=== RECORDS FOR THE EXERCISE ===
+---+

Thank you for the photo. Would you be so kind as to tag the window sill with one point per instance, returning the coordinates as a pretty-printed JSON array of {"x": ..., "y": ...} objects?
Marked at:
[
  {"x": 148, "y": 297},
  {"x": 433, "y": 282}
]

+---+

Repeat each record in full; every line must match exactly.

=== RESPONSE AREA ===
Thank you for the photo. Would you be so kind as to tag the window sill with one point per instance, returning the coordinates as a pretty-printed JSON array of {"x": ..., "y": ...} objects?
Marked at:
[
  {"x": 148, "y": 297},
  {"x": 433, "y": 282}
]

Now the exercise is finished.